▶ Task description: Please retype the records that appear below, exactly and in full.

▶ Provided records:

= Beginning of Section =

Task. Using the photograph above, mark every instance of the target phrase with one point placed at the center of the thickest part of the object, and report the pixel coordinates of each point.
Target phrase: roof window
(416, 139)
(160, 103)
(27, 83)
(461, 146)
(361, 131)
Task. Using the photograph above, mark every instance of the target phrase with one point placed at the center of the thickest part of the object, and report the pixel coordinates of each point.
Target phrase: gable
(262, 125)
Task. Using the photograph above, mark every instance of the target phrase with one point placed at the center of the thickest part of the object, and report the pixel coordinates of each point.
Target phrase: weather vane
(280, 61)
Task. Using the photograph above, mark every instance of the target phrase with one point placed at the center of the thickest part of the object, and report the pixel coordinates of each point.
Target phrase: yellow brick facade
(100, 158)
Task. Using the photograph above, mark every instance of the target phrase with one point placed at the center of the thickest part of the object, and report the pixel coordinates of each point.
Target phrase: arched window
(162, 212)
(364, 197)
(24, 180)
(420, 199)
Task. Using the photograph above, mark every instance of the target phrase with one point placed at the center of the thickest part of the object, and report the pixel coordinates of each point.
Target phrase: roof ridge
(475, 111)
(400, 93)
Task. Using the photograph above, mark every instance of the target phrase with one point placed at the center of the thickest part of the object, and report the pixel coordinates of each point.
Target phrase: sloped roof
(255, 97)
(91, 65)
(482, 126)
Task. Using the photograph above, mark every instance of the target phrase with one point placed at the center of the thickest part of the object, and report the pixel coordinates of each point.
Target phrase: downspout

= End of Section =

▶ Task output:
Task. Using the photograph above, mark every instance of the target phrase with one point placed at the center of the thickest part of the object, and report the pixel coordinates of each point.
Target phrase: roof window
(416, 139)
(160, 103)
(27, 83)
(461, 146)
(361, 131)
Task. Using the photograph above, mark every instance of the target phrase with one point placed at the center of the thickest part of the object, and report the pixel coordinates of each point.
Target phrase: gable
(262, 125)
Task. Using the photograph above, mark every instance of the target phrase with one point placed at the center of the thickest part of the object, and report the pixel coordinates of each point.
Target phrase: weather vane
(280, 61)
Task. Using the photograph above, mark every instance of the target phrase with one point placed at the center of the thickest part of the object, and report the pixel coordinates of each point.
Target phrase: yellow brick facade
(100, 158)
Task. Using the photograph above, mark every instance of the target phrase with one point placed at the center of the thickest part of the object, and report the pixel coordinates of each point.
Target phrase: arched window
(162, 212)
(364, 197)
(24, 180)
(420, 199)
Task. Using the photograph above, mark every instance of the target phrase with one point placed at the center of the thickest part of the object, and report the pixel coordinates of each point.
Target phrase: roof ridge
(475, 111)
(400, 93)
Task. Using the photograph above, mark every instance of the target phrase with one point placed at the center of the thickest part of the object, and report the pixel coordinates of each point.
Target phrase: sloped roof
(255, 97)
(91, 65)
(482, 126)
Task. Using the photograph above, mark every instance of the target phrase with one point placed at the center of the thickest part of the object, and report the pixel coordinates of each point.
Target phrase: downspout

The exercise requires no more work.